On Wed, Sep 03, 2003 at 06:53:09PM -0400, Jesse Guardiani wrote:
> Howdy list,
> 
> I'm a Sys Admin running FreeBSD 4.8-RELEASE
> servers.
> 
> During a recent programming/installation
> project, I found myself wanting to know
> the peak memory usage of a given command/process.
> 
> Is there any way to gather this information
> without recompiling an application with a
> sleep or wait statement at the (assumed)
> point of peak memory usage and then looking
> at the process with 'ps'?

That depends on exactly how much time you've got to record the peak
memory usage.  If it's going to be changing faster than you could
catch just by running ps(1) -- like:

    % ps -p NNN -o rsz

where NNN is the pid of your process, then you're probably going to
have to interrupt the process somehow.  You can do that by attaching
to the process using gdb(1), eg:

    % gdb PROGNAME NNN

this will stop the process and leave you in the debugger at the
current program counter.  You'ld have to create a break point when the
program calls malloc(3) or friends, continue running until it hits the
break point, step over the malloc call, check the size using ps(1),
and then continue running again until the next malloc(3) call. Repeat
until the program ends. See the gdb info pages for the gory details.

—————

● **To-do list**
1 > In the memory-usage email, which FreeBSD version does the sys admin say the servers run?
2 > Write out the stretch of the memory-usage email from "On Wed, Sep" through "a given command/process.".
3 > Continue the memory-usage email from its last sentence.

—————

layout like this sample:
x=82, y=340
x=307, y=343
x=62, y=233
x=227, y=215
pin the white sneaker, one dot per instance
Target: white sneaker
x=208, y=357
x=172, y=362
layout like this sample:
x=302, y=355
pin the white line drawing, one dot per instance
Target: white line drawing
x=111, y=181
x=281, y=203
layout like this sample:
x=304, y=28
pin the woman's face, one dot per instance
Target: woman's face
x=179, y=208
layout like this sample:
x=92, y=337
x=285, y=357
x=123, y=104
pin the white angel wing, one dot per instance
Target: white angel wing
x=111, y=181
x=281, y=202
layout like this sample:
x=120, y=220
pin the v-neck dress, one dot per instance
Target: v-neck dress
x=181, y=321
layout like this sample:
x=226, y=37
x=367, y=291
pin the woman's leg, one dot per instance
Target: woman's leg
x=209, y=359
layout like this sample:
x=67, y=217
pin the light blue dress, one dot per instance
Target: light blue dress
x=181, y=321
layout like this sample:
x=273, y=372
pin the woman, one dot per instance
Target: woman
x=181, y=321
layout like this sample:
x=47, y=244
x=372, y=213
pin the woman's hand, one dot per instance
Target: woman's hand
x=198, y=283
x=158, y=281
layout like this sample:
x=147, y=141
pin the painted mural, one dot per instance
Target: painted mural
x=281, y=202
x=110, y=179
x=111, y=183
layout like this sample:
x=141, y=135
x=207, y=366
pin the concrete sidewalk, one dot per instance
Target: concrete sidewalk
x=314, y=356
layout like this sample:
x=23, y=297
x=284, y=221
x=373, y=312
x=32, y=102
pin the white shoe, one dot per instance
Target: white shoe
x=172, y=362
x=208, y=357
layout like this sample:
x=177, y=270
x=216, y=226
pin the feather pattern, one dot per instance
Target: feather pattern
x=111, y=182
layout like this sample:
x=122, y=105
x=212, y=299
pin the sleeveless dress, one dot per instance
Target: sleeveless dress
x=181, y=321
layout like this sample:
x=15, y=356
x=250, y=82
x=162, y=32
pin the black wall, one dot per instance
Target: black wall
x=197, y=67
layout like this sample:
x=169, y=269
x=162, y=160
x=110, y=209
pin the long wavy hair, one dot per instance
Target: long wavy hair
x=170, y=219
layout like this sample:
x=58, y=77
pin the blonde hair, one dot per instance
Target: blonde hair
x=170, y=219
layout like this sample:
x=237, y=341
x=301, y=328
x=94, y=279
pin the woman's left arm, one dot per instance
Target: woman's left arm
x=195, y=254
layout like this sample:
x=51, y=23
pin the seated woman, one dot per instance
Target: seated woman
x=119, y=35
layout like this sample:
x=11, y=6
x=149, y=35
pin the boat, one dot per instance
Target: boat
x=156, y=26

—————

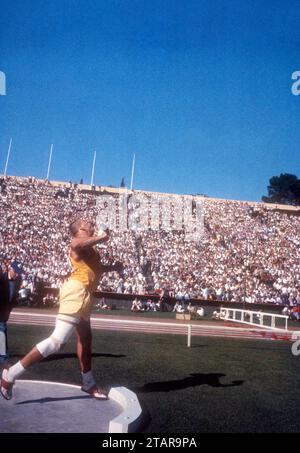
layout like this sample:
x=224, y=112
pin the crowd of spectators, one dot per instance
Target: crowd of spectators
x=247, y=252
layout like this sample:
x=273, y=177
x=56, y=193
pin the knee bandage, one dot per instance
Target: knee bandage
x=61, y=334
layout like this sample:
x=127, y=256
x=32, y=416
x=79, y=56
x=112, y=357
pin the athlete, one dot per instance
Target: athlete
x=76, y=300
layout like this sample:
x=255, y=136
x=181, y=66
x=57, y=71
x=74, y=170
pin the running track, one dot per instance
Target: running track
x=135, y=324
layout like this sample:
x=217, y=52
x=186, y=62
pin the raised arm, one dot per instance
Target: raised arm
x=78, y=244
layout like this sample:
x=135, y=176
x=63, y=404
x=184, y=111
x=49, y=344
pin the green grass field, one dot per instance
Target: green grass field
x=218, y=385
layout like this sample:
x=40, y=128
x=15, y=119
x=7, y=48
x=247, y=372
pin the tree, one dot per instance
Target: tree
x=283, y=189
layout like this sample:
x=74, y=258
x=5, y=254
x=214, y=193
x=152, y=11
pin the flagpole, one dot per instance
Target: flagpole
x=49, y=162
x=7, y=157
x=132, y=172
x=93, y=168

—————

● **Outputs**
1 > FreeBSD 4.8-RELEASE

2 >
On Wed, Sep 03, 2003 at 06:53:09PM -0400, Jesse Guardiani wrote:
> Howdy list,
> 
> I'm a Sys Admin running FreeBSD 4.8-RELEASE
> servers.
> 
> During a recent programming/installation
> project, I found myself wanting to know
> the peak memory usage of a given command/process.

3 >
Nb. this whole thing with gdb(1) is going to be a great deal easier if
you have the source code to your program available and you can run an
unstripped binary.  Doing such a trick on a stripped binary is getting
into real guru territory.  Programs run a lot slower when attached in
a debugger, plus if the program makes heavy use of malloc, it's going
to get really tedious very quickly.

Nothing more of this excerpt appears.